RECORDS FOR THE EXERCISE:
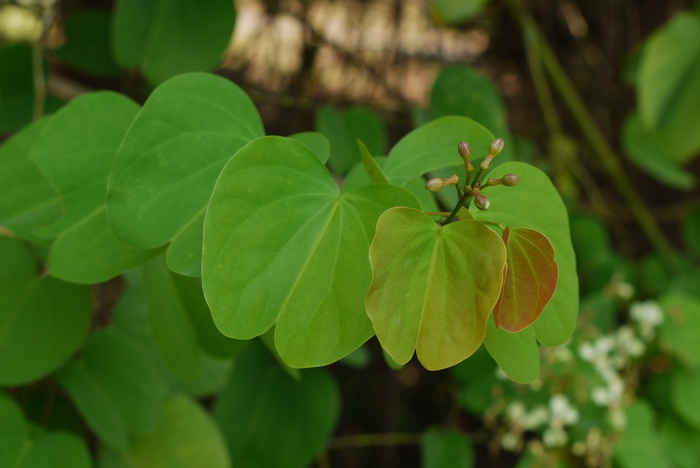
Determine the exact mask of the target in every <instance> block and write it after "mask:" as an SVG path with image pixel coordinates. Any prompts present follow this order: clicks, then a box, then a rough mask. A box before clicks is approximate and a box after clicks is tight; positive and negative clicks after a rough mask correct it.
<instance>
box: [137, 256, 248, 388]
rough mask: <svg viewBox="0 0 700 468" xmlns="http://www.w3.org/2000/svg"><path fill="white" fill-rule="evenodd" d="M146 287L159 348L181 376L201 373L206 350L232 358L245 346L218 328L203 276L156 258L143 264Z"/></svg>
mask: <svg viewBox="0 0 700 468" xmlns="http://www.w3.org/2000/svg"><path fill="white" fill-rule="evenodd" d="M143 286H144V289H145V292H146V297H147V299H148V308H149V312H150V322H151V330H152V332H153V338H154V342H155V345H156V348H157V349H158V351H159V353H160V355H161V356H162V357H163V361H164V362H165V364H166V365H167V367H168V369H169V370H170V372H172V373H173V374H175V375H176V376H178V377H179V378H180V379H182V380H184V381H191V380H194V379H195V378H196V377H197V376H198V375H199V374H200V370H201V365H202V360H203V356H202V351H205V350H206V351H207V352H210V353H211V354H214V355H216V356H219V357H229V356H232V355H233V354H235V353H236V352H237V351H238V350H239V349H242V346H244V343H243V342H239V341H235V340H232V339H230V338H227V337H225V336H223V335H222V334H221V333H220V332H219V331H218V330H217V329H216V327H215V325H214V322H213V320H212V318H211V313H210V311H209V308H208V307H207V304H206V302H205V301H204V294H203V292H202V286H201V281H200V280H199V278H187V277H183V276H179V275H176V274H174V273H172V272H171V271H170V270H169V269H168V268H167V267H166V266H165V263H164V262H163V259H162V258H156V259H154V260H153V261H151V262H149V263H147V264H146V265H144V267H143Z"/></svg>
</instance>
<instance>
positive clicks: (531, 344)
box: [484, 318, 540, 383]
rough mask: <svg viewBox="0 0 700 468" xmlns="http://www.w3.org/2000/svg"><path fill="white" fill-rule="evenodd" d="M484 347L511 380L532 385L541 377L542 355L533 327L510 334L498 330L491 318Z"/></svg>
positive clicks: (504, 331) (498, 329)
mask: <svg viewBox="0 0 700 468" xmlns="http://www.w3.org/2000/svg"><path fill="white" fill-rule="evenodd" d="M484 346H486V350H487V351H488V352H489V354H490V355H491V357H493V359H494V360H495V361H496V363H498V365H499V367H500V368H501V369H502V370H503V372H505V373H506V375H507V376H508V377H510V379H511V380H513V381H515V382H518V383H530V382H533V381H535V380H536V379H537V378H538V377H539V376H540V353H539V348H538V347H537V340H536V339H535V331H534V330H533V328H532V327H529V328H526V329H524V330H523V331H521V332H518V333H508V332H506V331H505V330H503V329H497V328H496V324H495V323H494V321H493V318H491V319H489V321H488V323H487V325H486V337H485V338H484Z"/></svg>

TASK TO COMPLETE: Output each line of the records exactly. Any picture is skipped.

SOLUTION TO THE EXERCISE:
Determine the exact mask of the target in every <instance> block and write it after "mask:" as an SVG path with image pixel coordinates. Any prompts present follow this order: clicks, then a box, then a rough mask. A box before clicks is approximate and a box after clicks is tight; positive and negative clicks after a rough mask correct it.
<instance>
box: [137, 256, 248, 388]
rough mask: <svg viewBox="0 0 700 468" xmlns="http://www.w3.org/2000/svg"><path fill="white" fill-rule="evenodd" d="M146 287L159 348L181 376L201 373L206 350L232 358L245 346L218 328L203 276L156 258L143 264Z"/></svg>
mask: <svg viewBox="0 0 700 468" xmlns="http://www.w3.org/2000/svg"><path fill="white" fill-rule="evenodd" d="M143 286H144V289H145V292H146V297H147V299H148V308H149V312H150V322H151V330H152V332H153V338H154V342H155V345H156V348H157V349H158V351H159V353H160V355H161V356H162V357H163V361H164V362H165V364H166V365H167V367H168V369H169V370H170V372H172V373H173V374H175V375H176V376H178V377H179V378H180V379H182V380H184V381H191V380H194V379H195V378H196V377H197V376H198V375H199V374H200V370H201V365H202V360H203V356H202V351H205V350H206V351H207V352H210V353H211V354H214V355H216V356H219V357H229V356H232V355H233V354H235V353H236V352H237V351H238V350H239V349H242V346H244V343H243V342H239V341H235V340H232V339H230V338H227V337H225V336H223V335H222V334H221V333H220V332H219V331H218V330H217V329H216V327H215V325H214V322H213V320H212V318H211V313H210V311H209V308H208V307H207V304H206V302H205V301H204V294H203V292H202V286H201V281H200V280H199V278H187V277H183V276H179V275H176V274H174V273H172V272H171V271H170V270H169V269H168V268H167V267H166V266H165V263H164V262H163V259H162V258H156V259H154V260H153V261H151V262H149V263H147V264H146V265H144V267H143Z"/></svg>
</instance>
<instance>
positive clicks: (531, 344)
box: [484, 318, 540, 383]
rough mask: <svg viewBox="0 0 700 468" xmlns="http://www.w3.org/2000/svg"><path fill="white" fill-rule="evenodd" d="M484 347L511 380L532 385L541 377L542 355L533 327L510 334L498 330L491 318Z"/></svg>
positive clicks: (504, 331) (498, 329)
mask: <svg viewBox="0 0 700 468" xmlns="http://www.w3.org/2000/svg"><path fill="white" fill-rule="evenodd" d="M484 346H486V350H487V351H488V352H489V354H490V355H491V357H493V359H494V360H495V361H496V363H498V365H499V367H500V368H501V369H502V370H503V372H505V373H506V375H507V376H508V377H510V379H511V380H513V381H515V382H518V383H530V382H533V381H535V380H536V379H537V378H538V377H539V376H540V353H539V348H538V347H537V340H536V339H535V331H534V330H533V328H532V327H529V328H526V329H524V330H523V331H521V332H518V333H508V332H506V331H505V330H503V329H497V328H496V324H495V323H494V321H493V318H491V319H489V321H488V323H487V325H486V337H485V338H484Z"/></svg>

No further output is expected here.